■ **Directions**
Exactly the lines from the one containing "# each result a point per instance, shaped like [(276, 145)]" through the final line of the data are to be written out again, with nothing added.

[Referring expression data]
- Opening Delimiter -

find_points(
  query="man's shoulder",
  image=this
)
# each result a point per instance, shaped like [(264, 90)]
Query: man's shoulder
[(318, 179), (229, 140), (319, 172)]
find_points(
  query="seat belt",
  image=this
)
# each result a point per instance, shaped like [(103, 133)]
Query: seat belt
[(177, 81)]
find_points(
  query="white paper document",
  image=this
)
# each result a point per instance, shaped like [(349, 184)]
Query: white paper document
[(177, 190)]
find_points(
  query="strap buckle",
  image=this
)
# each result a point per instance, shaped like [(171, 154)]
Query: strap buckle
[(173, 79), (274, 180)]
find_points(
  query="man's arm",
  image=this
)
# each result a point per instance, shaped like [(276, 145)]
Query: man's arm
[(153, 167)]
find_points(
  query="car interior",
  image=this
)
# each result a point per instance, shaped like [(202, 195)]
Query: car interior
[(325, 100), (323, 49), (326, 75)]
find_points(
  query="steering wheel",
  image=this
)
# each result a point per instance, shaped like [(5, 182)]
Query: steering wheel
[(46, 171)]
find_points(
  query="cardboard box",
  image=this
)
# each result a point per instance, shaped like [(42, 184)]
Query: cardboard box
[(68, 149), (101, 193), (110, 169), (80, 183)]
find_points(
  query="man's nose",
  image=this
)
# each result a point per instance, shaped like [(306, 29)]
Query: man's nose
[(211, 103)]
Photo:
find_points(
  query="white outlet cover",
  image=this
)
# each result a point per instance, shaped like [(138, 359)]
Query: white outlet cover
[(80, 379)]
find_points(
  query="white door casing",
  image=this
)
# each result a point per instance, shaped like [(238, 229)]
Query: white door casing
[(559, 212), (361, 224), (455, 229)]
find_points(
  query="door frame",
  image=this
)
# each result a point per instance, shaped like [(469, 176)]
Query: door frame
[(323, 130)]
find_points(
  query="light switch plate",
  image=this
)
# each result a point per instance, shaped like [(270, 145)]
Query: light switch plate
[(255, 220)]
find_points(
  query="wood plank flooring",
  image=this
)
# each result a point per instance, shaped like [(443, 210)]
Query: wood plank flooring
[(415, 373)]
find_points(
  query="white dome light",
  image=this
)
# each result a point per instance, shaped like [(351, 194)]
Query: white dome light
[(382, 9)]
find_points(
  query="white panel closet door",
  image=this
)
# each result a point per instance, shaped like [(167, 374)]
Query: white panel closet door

- Closing Delimiter -

■ **Result**
# each result a point per instance, shaped like [(276, 145)]
Query: man's arm
[(153, 167)]
find_points(
  query="car interior",
  image=this
)
# each result a point per instance, shaped like [(202, 195)]
Query: car interior
[(325, 100), (323, 49), (326, 75)]
find_points(
  query="steering wheel",
  image=this
)
# each result a point per instance, shaped like [(5, 182)]
Query: steering wheel
[(46, 171)]
find_points(
  query="cardboard box",
  image=this
)
# each result a point per instance, shaped like [(42, 184)]
Query: cardboard box
[(68, 149), (101, 193), (110, 169), (80, 183)]
find_points(
  query="man's nose",
  image=this
)
# each result a point per instance, shaped like [(306, 29)]
Query: man's nose
[(211, 103)]
Photo:
find_points(
  query="white outlet cover",
  image=this
)
# each result a point per instance, shaped like [(138, 359)]
Query: white outlet cover
[(80, 379)]
find_points(
  query="white door casing",
  image=this
)
# each result a point per instance, shaped like [(238, 229)]
Query: white door casing
[(559, 212), (361, 224), (455, 229)]
find_points(
  query="door frame",
  image=this
)
# each result a point per instance, shaped like [(469, 176)]
Query: door frame
[(323, 130)]
find_points(
  query="light switch plate",
  image=this
)
# each result a point per instance, shaped like [(270, 145)]
Query: light switch plate
[(255, 220)]
find_points(
  query="wood plank flooring",
  image=this
)
# each result a point per instance, shaped like [(443, 210)]
Query: wood plank flooring
[(415, 373)]
find_points(
  query="white dome light",
  image=this
)
# each result a point per instance, shaped like [(351, 194)]
Query: white dome light
[(382, 9)]
find_points(
  query="white panel closet door",
  image=this
)
# each result a point per instance, shaped like [(167, 374)]
Query: white panel closet door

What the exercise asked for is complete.